Le dilemme Montblanc

 

Montblanc, ex-star du groupe Richemont, est en perte de vitesse. Les derniers chiffres font état d'une situation qui, sans être alarmante, reste préoccupante. Les ventes sont en recul de 1,7%. Le résultat opérationnel est en chute libre de 64% à 43 millions d’euros. « Nous avons l’obligation de renouer avec la croissance dès cette année », réagit la marque, « nous n’avons pas le choix ».

 

Grand écart horloger

 

On ne peut tout expliquer avec les seules difficultés du marché chinois. L’on peut aussi se pencher sur la stratégie produit du géant de Hambourg. Les gammes horlogères s'étirent de la base ETA à 2000 euros jusqu'aux grandes complications à plus de 200 000 euros. Or cette hyper extension reste marginale. La plupart des marques du groupe Richemont ont clairement choisi leur place, à l'instar d'un A. Lange & Söhne ou d'un Cartier qui se partagent le haut du panier horloger, ou d'une Baume & Mercier qui monopolise le segment en dessous des 10 000 euros.

 

Au final, le positionnement de Montblanc perturbe probablement le client final. A considérer que ce dernier ait vraiment bien intégré que Montblanc ne fait pas que des stylos, ce qui n'est toujours pas, de loin, la perception la plus répandue parmi les néophytes. On ne peut leur en vouloir : l’écriture y pèse toujours pour 45% des ventes

 

 

Deus ex machina ?

 

Jérôme Lambert, ex CEO de Jaeger-LeCoultre, fut appelé à la rescousse pour remettre les pendules à l'heure. Côté pile, l'homme, marketeur de génie, a su démontrer au sein de son ancienne maison sa capacité à développer ses gammes et emporter la large, très large adhésion du public.

**CONSIGNE ÉCRITE 1**
Quelles marques l'article sur Montblanc rattache-t-il explicitement au groupe Richemont ? Donnez-les toutes.
**CONSIGNE ÉCRITE 2**
Affichez chaque ligne des rangées qui contient le mot "sleeve", en tenant compte de la casse.
L'article et les rangées constituent deux matériaux indépendants l'un de l'autre.

**RANGÉES EXTRAITES**
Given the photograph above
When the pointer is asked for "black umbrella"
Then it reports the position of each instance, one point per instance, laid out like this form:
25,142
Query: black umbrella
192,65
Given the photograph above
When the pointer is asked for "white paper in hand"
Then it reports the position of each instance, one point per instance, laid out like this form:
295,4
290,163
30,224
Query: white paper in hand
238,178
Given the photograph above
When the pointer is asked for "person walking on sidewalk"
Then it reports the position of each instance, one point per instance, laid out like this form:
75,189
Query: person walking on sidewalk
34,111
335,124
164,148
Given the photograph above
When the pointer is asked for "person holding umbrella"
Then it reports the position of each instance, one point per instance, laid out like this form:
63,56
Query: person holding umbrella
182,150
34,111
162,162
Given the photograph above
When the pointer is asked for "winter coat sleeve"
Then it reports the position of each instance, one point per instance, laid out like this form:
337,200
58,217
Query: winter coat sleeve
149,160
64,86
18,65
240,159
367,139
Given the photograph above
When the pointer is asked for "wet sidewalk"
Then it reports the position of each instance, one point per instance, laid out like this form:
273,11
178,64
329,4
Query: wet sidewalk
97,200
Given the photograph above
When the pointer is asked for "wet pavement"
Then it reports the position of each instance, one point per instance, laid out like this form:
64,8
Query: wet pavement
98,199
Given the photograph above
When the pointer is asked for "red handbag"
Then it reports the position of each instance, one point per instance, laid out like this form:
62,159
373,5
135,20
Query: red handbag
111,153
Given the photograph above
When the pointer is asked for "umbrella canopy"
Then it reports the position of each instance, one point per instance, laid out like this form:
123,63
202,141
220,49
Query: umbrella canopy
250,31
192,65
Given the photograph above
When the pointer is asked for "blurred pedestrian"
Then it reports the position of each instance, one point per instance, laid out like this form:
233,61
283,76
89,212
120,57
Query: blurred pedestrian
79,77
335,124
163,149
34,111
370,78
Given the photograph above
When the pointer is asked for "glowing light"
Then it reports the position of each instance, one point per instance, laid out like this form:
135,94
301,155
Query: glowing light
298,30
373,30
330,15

**CORRIGÉ DÉTAILLÉ 1**
- Montblanc
- A. Lange & Söhne
- Cartier
- Baume & Mercier

**CORRIGÉ DÉTAILLÉ 2**
When the pointer is asked for "winter coat sleeve"
Query: winter coat sleeve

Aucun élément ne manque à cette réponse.